** Text excerpt follows **
But besides parks, schools and churches, Georgia's rather loosely worded sex offender statute also states that registered sex offenders must remain at least a 1,000 feet from "area[s] where minors congregate." Does a house where children live qualify as a place where children congregate? Howard isn't sure.
"It is very ambiguous, this law," Howard says. "That's why there's been so much litigation about it. You could look at it and make that assertion. But if you look at it carefully, it's not very clear. It really presents a problem."
According to Sara Totonchi, executive director of the Southern Center for Human Rights, which investigates cases of inmate injustice, "This case exemplifies a total systemic breakdown in protecting this little girl. It's a failure of policymakers to enact policies that protect women and children, and that goes further to victimize another child: Jason Pratt."
Unless there's "some other suggestion" on the part of Pratt's defense counsel, Howard says he intends to continue to pursue Pratt's case in superior court rather than juvenile court. The trial is slated to begin June 29.
** End of Text excerpt **
** Record set follows **
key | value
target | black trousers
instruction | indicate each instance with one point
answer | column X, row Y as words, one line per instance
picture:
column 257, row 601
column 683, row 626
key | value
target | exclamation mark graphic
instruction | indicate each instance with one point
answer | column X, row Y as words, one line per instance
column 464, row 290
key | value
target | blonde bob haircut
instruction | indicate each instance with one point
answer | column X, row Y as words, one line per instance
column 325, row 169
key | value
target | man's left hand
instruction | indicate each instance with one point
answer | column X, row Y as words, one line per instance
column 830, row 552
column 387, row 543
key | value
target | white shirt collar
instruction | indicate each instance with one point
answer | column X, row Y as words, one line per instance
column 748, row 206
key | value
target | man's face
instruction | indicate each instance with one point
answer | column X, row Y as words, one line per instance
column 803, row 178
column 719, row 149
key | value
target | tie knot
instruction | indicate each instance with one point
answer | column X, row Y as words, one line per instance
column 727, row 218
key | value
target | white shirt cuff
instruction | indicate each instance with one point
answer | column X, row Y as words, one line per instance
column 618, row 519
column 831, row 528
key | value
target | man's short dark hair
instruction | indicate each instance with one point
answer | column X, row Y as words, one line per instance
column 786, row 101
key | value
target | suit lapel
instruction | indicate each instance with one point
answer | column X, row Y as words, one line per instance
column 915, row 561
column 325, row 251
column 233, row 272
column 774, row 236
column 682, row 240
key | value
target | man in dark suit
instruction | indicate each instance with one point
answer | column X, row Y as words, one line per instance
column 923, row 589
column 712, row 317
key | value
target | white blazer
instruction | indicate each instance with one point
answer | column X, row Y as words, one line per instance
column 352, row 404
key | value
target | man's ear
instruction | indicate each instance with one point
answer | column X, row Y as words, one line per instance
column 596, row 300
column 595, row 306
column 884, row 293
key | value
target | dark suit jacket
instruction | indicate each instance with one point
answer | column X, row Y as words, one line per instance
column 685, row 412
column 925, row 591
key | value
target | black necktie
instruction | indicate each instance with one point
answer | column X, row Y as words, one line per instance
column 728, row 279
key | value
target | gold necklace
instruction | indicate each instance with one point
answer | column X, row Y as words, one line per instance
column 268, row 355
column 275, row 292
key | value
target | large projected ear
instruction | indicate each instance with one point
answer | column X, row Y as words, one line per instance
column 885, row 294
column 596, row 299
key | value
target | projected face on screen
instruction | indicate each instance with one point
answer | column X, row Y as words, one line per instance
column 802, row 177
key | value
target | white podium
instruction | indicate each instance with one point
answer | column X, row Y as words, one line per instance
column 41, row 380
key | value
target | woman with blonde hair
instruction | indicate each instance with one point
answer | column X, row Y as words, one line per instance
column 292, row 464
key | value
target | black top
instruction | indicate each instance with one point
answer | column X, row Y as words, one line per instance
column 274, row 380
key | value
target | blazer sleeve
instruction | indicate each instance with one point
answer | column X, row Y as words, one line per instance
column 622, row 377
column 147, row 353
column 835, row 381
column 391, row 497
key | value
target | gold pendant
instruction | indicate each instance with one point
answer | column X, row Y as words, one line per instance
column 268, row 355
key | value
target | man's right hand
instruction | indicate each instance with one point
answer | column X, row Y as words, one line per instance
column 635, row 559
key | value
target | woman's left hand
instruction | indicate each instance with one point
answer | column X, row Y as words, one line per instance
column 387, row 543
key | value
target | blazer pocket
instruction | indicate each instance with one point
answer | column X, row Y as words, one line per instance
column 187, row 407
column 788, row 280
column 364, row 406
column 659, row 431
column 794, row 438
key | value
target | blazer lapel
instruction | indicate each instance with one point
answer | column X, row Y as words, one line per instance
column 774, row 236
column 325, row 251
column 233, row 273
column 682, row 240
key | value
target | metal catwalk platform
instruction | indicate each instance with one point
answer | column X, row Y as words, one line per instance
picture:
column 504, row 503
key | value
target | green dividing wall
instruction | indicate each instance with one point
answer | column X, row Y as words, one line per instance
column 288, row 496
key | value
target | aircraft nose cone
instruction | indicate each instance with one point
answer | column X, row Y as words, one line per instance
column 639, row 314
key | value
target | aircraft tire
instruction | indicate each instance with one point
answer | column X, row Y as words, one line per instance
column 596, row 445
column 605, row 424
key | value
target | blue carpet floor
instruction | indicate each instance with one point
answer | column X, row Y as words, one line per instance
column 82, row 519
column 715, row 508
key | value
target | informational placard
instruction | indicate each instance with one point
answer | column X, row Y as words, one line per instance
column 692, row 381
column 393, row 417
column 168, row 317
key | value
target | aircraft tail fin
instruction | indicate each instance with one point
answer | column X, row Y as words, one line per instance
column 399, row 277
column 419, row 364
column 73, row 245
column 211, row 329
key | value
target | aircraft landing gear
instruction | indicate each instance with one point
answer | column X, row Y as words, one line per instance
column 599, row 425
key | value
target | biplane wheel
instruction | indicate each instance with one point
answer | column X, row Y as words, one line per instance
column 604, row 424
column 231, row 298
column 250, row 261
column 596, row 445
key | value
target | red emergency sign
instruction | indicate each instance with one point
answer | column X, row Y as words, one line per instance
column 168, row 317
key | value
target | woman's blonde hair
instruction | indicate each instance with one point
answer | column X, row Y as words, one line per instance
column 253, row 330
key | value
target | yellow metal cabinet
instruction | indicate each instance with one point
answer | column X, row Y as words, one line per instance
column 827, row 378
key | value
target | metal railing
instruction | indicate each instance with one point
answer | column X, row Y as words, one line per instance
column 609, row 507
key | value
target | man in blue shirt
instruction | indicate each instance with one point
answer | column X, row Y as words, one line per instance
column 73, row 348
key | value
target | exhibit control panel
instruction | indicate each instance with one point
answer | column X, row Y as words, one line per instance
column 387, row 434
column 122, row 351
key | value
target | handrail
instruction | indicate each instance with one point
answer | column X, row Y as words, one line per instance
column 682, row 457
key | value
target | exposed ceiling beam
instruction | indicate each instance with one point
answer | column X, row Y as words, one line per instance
** End of Record set **
* **What the task requires**: Reproduce the passage from the sex offender law excerpt, from "According to Sara" to "begin June 29.".

* **The answer**:
According to Sara Totonchi, executive director of the Southern Center for Human Rights, which investigates cases of inmate injustice, "This case exemplifies a total systemic breakdown in protecting this little girl. It's a failure of policymakers to enact policies that protect women and children, and that goes further to victimize another child: Jason Pratt."
Unless there's "some other suggestion" on the part of Pratt's defense counsel, Howard says he intends to continue to pursue Pratt's case in superior court rather than juvenile court. The trial is slated to begin June 29.